▸ Brief:
Repeat the items below word for word, starting at the line that contains "Request = locate the agricultural" and ending at the final line of the items, with both ends included.

▸ Records to use:

>> begin

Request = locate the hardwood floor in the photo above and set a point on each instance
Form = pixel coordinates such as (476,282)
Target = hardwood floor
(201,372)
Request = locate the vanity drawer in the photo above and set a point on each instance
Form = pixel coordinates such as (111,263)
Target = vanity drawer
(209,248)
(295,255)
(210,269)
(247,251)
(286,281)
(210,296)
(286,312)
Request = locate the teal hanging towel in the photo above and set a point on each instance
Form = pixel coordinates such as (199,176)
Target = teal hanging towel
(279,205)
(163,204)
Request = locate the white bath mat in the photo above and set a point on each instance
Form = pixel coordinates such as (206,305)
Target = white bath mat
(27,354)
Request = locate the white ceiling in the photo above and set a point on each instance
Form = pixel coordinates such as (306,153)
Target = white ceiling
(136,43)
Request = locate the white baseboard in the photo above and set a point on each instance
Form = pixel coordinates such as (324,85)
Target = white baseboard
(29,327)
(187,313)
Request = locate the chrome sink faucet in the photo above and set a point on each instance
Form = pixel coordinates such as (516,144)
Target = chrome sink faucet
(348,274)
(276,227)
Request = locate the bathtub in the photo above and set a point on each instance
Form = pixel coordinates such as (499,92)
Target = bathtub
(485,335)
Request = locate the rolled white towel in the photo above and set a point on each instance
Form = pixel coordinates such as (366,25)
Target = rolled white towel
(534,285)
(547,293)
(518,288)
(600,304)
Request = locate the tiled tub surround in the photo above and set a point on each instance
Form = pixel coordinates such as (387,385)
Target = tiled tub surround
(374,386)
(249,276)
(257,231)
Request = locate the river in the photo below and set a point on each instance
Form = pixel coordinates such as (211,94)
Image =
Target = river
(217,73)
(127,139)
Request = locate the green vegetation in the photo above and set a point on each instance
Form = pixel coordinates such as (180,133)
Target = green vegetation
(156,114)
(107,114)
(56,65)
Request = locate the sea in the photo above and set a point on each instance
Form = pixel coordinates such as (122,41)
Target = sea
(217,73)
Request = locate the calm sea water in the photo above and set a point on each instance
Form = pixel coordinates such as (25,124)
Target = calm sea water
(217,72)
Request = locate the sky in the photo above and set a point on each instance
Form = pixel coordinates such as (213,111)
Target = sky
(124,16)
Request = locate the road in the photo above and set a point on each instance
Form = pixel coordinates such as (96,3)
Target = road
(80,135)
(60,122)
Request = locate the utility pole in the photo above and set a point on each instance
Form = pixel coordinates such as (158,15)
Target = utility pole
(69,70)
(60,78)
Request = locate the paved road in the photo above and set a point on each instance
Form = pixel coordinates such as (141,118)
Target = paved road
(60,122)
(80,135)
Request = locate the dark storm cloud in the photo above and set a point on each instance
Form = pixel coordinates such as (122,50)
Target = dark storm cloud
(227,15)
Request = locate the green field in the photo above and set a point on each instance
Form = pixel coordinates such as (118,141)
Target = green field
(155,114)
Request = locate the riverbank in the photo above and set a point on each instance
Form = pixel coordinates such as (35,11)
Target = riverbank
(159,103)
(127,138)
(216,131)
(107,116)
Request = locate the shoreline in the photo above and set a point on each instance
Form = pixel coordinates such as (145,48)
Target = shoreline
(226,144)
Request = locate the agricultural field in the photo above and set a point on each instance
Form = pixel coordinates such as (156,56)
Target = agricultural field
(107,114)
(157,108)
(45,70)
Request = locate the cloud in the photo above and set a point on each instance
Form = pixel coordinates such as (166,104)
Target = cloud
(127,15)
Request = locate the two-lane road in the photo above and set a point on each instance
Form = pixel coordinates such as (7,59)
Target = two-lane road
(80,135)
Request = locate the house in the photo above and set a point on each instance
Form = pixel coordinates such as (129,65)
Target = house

>> end

▸ Answer for this exercise:
Request = locate the agricultural field in the photo above and set a point on each instance
Form = pixel coordinates such as (156,56)
Target = agricultural field
(107,114)
(157,108)
(45,70)
Request = locate the cloud in the photo above and set a point on each instance
Form = pixel coordinates such as (166,104)
Target = cloud
(127,15)
Request = locate the two-lane road in the photo above and set a point on each instance
Form = pixel coordinates such as (7,59)
Target = two-lane road
(80,135)
Request = locate the house in the photo above and set a point on each instance
Form = pixel coordinates such as (129,65)
Target = house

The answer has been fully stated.